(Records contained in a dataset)
○ ○ ○ ○
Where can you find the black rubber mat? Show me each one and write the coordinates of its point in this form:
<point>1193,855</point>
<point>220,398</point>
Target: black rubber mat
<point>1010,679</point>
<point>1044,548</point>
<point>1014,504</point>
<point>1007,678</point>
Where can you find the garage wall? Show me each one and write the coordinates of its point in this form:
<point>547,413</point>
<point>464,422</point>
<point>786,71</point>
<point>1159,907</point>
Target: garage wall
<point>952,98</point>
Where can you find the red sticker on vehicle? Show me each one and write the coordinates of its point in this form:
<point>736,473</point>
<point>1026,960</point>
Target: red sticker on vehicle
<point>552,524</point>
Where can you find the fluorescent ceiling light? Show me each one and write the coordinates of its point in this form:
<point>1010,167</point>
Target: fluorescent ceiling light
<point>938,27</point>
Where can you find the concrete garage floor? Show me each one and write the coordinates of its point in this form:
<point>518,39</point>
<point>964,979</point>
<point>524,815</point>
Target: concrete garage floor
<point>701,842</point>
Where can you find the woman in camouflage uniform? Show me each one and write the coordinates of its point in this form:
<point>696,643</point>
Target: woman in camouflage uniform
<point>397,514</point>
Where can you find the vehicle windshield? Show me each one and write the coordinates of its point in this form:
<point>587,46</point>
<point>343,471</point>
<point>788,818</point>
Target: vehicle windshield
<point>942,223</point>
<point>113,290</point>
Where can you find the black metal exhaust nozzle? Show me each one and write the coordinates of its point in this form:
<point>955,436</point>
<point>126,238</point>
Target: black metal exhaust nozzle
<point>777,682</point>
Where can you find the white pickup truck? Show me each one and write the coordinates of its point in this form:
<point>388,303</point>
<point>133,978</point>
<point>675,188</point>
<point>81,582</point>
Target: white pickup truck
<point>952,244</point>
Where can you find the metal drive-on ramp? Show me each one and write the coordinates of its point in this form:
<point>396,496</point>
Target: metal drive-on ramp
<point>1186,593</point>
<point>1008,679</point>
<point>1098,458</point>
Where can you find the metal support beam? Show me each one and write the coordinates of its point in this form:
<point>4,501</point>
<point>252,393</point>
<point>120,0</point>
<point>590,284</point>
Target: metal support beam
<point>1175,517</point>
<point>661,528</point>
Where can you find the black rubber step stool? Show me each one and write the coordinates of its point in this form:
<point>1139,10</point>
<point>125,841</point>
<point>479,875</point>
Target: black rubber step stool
○ ○ ○ ○
_Requirement_
Switch every "Show me each one" in the records above to "Mark each one", then write out all the lines again with nothing else changed.

_Exercise output_
Where can you find the black rubber mat? Mark each one and write the coordinates of its point in this form:
<point>1193,855</point>
<point>220,398</point>
Target: black rubber mat
<point>1010,679</point>
<point>1044,548</point>
<point>1014,504</point>
<point>1007,678</point>
Where can you find the garage wall? Mark each one and write the coordinates of its point in this form:
<point>547,413</point>
<point>464,422</point>
<point>786,71</point>
<point>1159,907</point>
Target: garage wall
<point>952,98</point>
Where can you find the red sticker on vehicle? Mark each one and write the coordinates of its point in this form:
<point>736,473</point>
<point>1026,960</point>
Target: red sticker on vehicle
<point>552,524</point>
Where can you find the fluorescent ceiling light? Mark each one and write the coordinates of its point in this form:
<point>1010,167</point>
Target: fluorescent ceiling light
<point>938,27</point>
Where can you find the concrete garage floor? Mark each one and write the coordinates of its point in this form:
<point>518,39</point>
<point>964,979</point>
<point>524,815</point>
Target: concrete garage floor
<point>701,842</point>
Where can you find the woman in camouflage uniform? Mark each one and write the coordinates of its point in this form:
<point>696,643</point>
Target: woman in camouflage uniform
<point>397,514</point>
Where can you find the vehicle windshield? Mark each one and write the coordinates of its point in this form:
<point>587,46</point>
<point>343,471</point>
<point>788,818</point>
Target: vehicle windshield
<point>942,223</point>
<point>113,290</point>
Where can you find the black metal exhaust nozzle? Mark each one and write the coordinates of its point in this form:
<point>955,436</point>
<point>126,238</point>
Target: black metal exhaust nozzle
<point>777,682</point>
Where can you find the white pickup truck? Mark each one and write the coordinates of its point in this form:
<point>388,303</point>
<point>133,978</point>
<point>675,188</point>
<point>81,582</point>
Target: white pickup truck
<point>952,244</point>
Where can you find the metal drive-on ramp? Mark each one and write the coordinates of its point in this form:
<point>396,496</point>
Target: metal drive-on ramp
<point>1186,593</point>
<point>1008,679</point>
<point>1098,458</point>
Where can you find the metal support beam? Mark each one and write the coordinates of its point in this form:
<point>4,501</point>
<point>252,393</point>
<point>120,0</point>
<point>590,284</point>
Target: metal support beam
<point>1175,517</point>
<point>661,528</point>
Where can you find the black rubber step stool? Mark each one and write the coordinates of its point in this form:
<point>1139,10</point>
<point>125,841</point>
<point>479,875</point>
Target: black rubber step stool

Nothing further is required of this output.